*Text shown:*
— START —

Updated: Jan 24, 2021

By Niall Walker

 
"One story is a monument to British identity, the other its shadow."

At the foot of the Chiltern hills lies the Chequers Estate. Its history is nearly as long as those of its pastoral surroundings: built in 1565, it has survived the past half millennium's civil wars, political intrigues and foreign invasions.


Since the First World War, it has served as an arcadian sanctuary for the chief statesmen and women of the nation. Here, among England's mountain green, Prime Ministers have laid plan to some of the defining political acts of our lifetime.


‘Chequers’, Dennis Thatcher claimed, ‘is why you get the job’. This may not be a sentiment Number 10's current occupant shares. For May has staked her political reputation on a desperate white paper bearing the estate's name. Chequers, it remains to be seen, may go down as the reason she lost the job.


But on these isles, there are other dramas playing out. Shiro’s Story takes us to another estate, one less grandiose, but which sets the scene for another morbid spectacle of life in Britain today.


Shiro, like the PM, is looking to conclude a deal. His life has been transformed by drug money, and with the capital now made, he looks to depart a life of crime to go and raise his young daughter with his girlfriend, Kiera.


What follows are the tragic events which rip away Shiro's superficial satisfaction. He is betrayed, his family are targeted and his friendships are torn apart. Rapman, the film’s brainchild, is the chorus to the action, rapping the narrative with force and eloquence, of a drama from the depths of British society.


Two estates, two stories. Both products of the fears of our nation. Yet viewed to get, it is almost like they have come from different planets.


A tale of two nations


The Chequers deal - or the presumptuously titled ‘Future Relationship between the United Kingdom and the European Union’ - was released as a white paper. A certain online encyclopaedia described this as an ‘authoritative report or guide that informs readers concisely about a complex issue and presents the issuing body's philosophy on the matter’. It is 104 pages of royal insignias, Times New Roman, and portrait images of officials.


And yet it is as much a fiction as Rapman's drama. With no hope of implementation, Chequers now finds occupation in the realm of ideas; a myth of intentional obscurity, penned by the divided wings of Britain's elites. It speaks to no one: for who, in this fractured, precipitous moment, finds identity in white margins and bullet points?

— END —

(Pointing entries)
— START —

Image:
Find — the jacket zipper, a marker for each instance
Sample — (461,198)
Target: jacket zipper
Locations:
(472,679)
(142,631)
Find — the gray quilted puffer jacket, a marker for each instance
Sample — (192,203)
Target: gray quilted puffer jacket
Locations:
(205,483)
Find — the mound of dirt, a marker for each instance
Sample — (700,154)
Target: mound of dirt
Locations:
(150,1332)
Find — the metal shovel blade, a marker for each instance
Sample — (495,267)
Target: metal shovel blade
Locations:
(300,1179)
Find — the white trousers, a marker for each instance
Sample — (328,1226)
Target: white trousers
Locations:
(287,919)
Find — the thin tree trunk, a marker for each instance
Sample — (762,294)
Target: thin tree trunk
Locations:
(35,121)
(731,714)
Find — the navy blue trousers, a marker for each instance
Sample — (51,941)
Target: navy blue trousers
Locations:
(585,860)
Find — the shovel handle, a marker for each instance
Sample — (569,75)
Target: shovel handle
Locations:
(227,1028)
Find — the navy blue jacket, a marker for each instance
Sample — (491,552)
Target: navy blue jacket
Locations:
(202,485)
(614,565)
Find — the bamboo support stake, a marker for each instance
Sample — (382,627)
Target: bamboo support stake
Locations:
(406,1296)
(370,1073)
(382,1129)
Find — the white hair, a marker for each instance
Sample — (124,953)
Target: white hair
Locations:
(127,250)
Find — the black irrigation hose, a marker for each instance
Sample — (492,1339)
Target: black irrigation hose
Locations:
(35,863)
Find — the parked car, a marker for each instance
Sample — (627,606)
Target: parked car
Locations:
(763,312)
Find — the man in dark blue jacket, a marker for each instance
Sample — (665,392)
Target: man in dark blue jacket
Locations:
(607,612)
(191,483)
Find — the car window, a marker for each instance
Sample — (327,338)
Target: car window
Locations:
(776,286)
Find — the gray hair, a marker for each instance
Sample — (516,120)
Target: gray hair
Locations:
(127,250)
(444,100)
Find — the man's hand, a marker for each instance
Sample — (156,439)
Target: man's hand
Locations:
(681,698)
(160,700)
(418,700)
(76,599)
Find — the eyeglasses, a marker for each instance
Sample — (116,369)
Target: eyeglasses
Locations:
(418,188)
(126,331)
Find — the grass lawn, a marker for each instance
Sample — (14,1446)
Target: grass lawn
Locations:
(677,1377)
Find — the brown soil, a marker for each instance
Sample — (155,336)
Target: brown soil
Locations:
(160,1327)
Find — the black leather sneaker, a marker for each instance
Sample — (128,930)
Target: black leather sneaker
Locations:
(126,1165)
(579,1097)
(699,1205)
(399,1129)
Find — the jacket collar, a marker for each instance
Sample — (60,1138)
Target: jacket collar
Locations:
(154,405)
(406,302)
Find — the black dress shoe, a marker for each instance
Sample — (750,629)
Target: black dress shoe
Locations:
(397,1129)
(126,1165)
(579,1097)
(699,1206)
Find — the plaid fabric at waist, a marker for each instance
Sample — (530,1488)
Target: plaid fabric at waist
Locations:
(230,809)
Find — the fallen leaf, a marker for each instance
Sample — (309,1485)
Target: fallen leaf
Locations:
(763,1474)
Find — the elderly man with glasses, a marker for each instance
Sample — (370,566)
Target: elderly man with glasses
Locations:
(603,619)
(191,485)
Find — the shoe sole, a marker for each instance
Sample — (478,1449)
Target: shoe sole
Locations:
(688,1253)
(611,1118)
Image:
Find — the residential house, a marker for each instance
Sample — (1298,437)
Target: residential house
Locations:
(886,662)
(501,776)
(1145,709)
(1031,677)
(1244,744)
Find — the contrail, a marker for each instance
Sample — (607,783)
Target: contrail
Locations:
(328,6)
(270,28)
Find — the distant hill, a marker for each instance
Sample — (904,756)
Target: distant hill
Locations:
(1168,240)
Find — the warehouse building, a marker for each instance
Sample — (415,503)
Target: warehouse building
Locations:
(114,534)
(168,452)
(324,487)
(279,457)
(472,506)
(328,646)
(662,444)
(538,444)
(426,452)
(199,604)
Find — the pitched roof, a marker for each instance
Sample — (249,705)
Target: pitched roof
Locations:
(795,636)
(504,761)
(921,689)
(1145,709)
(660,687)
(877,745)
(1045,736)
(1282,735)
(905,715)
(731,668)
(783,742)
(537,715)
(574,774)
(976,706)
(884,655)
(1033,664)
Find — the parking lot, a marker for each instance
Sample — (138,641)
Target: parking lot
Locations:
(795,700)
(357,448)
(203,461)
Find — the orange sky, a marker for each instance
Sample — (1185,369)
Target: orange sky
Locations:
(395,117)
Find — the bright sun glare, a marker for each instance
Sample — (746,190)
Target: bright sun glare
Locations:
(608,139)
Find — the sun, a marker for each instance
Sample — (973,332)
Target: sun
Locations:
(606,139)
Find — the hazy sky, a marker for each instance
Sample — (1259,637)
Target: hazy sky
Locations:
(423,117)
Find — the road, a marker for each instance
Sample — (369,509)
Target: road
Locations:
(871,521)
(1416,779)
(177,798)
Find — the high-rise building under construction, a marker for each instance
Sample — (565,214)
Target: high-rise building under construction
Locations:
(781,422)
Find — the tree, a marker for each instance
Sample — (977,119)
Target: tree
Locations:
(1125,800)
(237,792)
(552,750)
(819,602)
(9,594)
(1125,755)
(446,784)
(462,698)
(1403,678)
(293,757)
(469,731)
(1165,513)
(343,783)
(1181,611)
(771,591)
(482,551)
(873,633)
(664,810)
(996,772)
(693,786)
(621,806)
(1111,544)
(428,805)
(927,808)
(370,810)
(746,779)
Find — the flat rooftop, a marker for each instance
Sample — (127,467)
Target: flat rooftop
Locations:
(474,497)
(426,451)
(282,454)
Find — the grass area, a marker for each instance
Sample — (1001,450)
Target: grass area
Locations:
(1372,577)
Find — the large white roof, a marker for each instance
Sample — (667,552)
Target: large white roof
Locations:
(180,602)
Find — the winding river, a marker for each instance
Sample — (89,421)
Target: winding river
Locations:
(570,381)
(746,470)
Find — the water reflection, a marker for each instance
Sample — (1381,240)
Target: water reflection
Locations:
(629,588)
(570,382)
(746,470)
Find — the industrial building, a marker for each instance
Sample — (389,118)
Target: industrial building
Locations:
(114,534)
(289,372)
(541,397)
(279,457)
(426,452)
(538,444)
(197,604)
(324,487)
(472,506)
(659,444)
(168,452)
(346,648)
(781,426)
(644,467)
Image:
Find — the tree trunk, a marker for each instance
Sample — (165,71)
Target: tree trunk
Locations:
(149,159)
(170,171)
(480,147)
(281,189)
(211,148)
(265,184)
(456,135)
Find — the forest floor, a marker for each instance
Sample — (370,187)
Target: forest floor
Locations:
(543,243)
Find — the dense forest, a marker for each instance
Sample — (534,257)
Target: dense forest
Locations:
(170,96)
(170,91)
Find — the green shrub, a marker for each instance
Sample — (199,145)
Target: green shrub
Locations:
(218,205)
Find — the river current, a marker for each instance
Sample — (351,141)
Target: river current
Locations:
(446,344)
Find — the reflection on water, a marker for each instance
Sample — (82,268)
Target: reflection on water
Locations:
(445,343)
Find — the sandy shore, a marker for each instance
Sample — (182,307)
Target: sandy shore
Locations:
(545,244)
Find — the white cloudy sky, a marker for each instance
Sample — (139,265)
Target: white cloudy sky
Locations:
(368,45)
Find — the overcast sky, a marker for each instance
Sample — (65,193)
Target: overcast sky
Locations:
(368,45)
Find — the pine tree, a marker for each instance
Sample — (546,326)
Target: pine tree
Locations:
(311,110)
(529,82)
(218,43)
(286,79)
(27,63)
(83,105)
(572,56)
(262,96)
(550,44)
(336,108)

— END —

*Exercise requirements:*
1. Answer these from the Chequers piece:
(a) In what year was the Chequers Estate built?
(b) What is the name of Shiro's girlfriend?
(c) How many pages long is the Chequers white paper?
2. Turn the paragraph of the Chequers piece that opens "The Chequers deal - or the presumptuously titled" into a short bulleted list that keeps its main facts.
The entries play no part in the work that follows.

*Answers below:*
1.
(a) 1565
(b) Kiera
(c) 104 pages

2.
- The Chequers deal's full title is "Future Relationship between the United Kingdom and the European Union."
- It was released as a white paper.
- An online reference source describes a white paper as an authoritative report that concisely explains a complex issue and presents the issuing body's philosophy on it.
- It runs to 104 pages of royal insignias, Times New Roman, and portrait images of officials.